- _WORK TO BE COMPLETED_: Please echo the items below, from the line containing "of the yellow" through the line containing "Target: yellow post", word for word. Leave the pictures out of your answer.

• • • • • • •

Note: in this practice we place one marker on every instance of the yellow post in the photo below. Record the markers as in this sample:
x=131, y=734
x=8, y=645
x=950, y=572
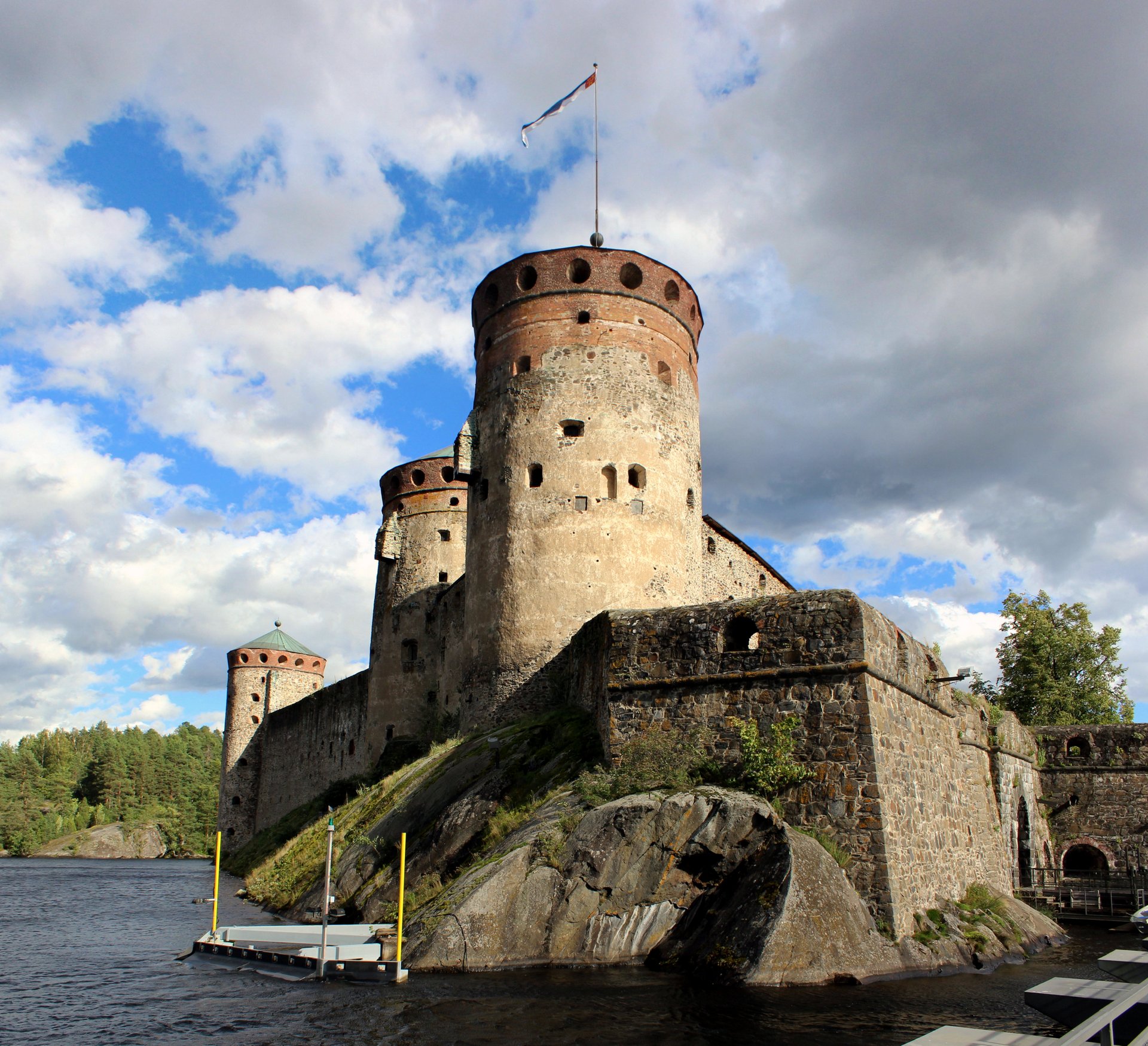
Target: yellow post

• • • • • • •

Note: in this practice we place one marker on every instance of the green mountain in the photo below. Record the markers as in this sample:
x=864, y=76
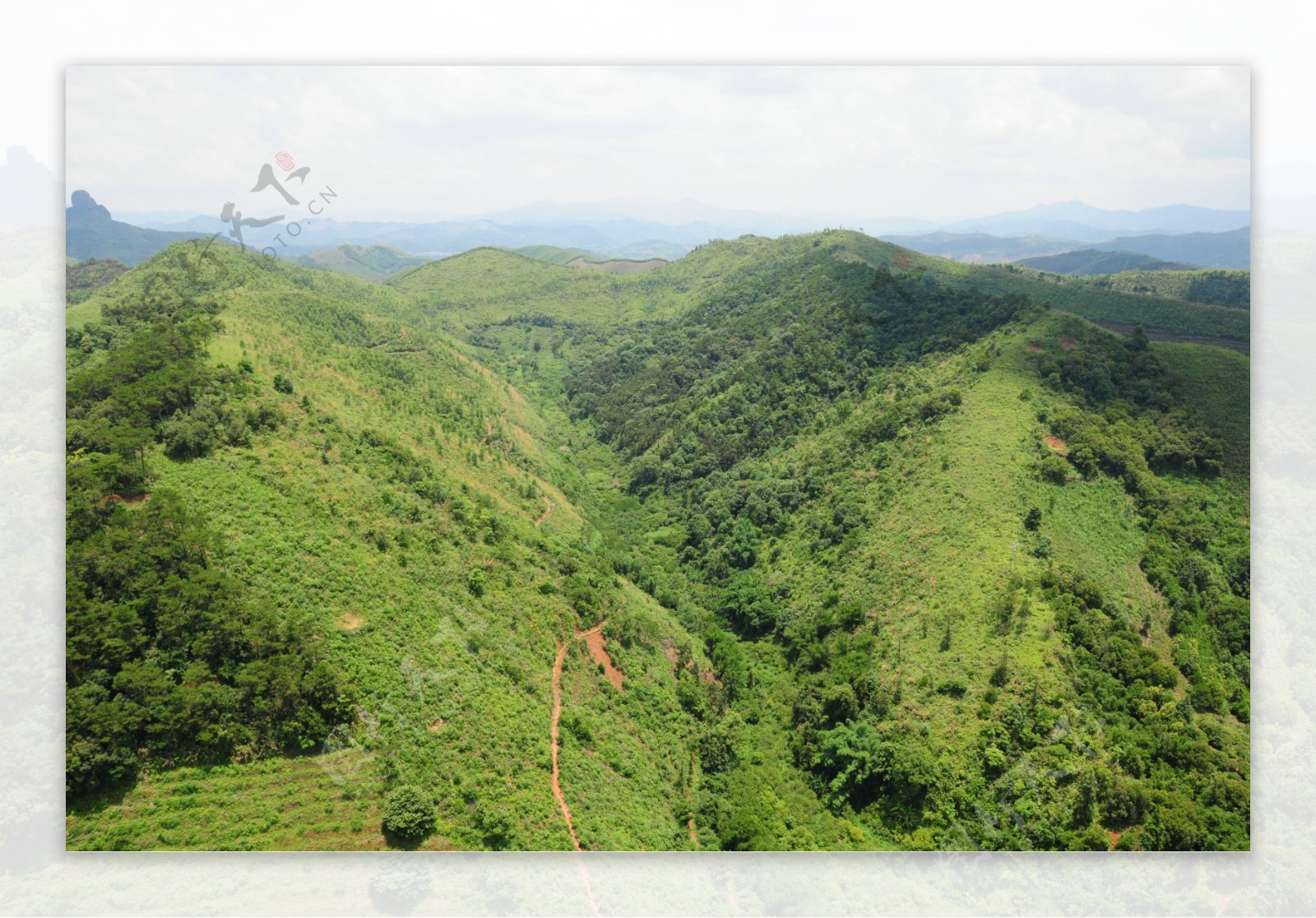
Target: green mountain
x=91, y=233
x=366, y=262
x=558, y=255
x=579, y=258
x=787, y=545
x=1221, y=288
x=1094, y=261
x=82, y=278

• • • • • • •

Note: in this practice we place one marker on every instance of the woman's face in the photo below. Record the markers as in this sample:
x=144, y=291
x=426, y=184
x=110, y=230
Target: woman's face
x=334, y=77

• • • • • • •

- _REPLY TO THE TASK_:
Note: in this practice we place one marker on every instance of the yellow post in the photo below. Record the markers as in this sample:
x=131, y=734
x=8, y=645
x=950, y=572
Target: yellow post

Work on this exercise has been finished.